Instructions to follow:
Output the records exactly. Include every line.

Study material:
+--
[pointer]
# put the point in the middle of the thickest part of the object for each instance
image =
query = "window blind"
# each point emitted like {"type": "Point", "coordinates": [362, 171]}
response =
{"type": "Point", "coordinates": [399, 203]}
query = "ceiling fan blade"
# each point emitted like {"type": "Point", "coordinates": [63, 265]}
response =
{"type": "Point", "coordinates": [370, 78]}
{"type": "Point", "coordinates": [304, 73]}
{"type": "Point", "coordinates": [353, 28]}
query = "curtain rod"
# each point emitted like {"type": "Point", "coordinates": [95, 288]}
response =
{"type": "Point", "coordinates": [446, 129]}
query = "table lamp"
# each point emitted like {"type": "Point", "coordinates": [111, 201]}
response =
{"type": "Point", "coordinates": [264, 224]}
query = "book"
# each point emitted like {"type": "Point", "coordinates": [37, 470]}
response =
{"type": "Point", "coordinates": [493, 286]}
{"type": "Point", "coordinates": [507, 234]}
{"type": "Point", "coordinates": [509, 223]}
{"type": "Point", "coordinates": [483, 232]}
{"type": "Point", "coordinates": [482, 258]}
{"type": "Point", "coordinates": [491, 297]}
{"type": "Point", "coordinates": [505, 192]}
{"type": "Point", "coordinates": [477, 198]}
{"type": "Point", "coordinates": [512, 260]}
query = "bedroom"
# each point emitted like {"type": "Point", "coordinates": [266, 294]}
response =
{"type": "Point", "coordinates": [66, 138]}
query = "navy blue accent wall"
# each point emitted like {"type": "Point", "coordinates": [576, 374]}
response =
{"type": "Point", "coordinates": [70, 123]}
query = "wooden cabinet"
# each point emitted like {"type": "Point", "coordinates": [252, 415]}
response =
+--
Written answer:
[pointer]
# put the point in the middle of the thickest part of the object for each instance
image =
query = "window blind"
# each point emitted like {"type": "Point", "coordinates": [362, 171]}
response =
{"type": "Point", "coordinates": [399, 203]}
query = "ceiling fan blade"
# each point emitted like {"type": "Point", "coordinates": [63, 265]}
response =
{"type": "Point", "coordinates": [370, 78]}
{"type": "Point", "coordinates": [304, 73]}
{"type": "Point", "coordinates": [353, 28]}
query = "curtain rod"
# each point emitted like {"type": "Point", "coordinates": [95, 288]}
response =
{"type": "Point", "coordinates": [446, 129]}
query = "table lamp"
# each point emitted like {"type": "Point", "coordinates": [111, 201]}
response =
{"type": "Point", "coordinates": [264, 224]}
query = "book"
# each point emitted like {"type": "Point", "coordinates": [37, 470]}
response =
{"type": "Point", "coordinates": [493, 286]}
{"type": "Point", "coordinates": [507, 234]}
{"type": "Point", "coordinates": [509, 223]}
{"type": "Point", "coordinates": [483, 232]}
{"type": "Point", "coordinates": [482, 258]}
{"type": "Point", "coordinates": [491, 297]}
{"type": "Point", "coordinates": [505, 192]}
{"type": "Point", "coordinates": [477, 198]}
{"type": "Point", "coordinates": [512, 260]}
query = "bedroom"
# each point emitted like {"type": "Point", "coordinates": [266, 294]}
response =
{"type": "Point", "coordinates": [66, 138]}
query = "navy blue accent wall"
# each point emitted like {"type": "Point", "coordinates": [576, 374]}
response =
{"type": "Point", "coordinates": [70, 123]}
query = "wooden cabinet"
# each point emitted like {"type": "Point", "coordinates": [252, 415]}
response =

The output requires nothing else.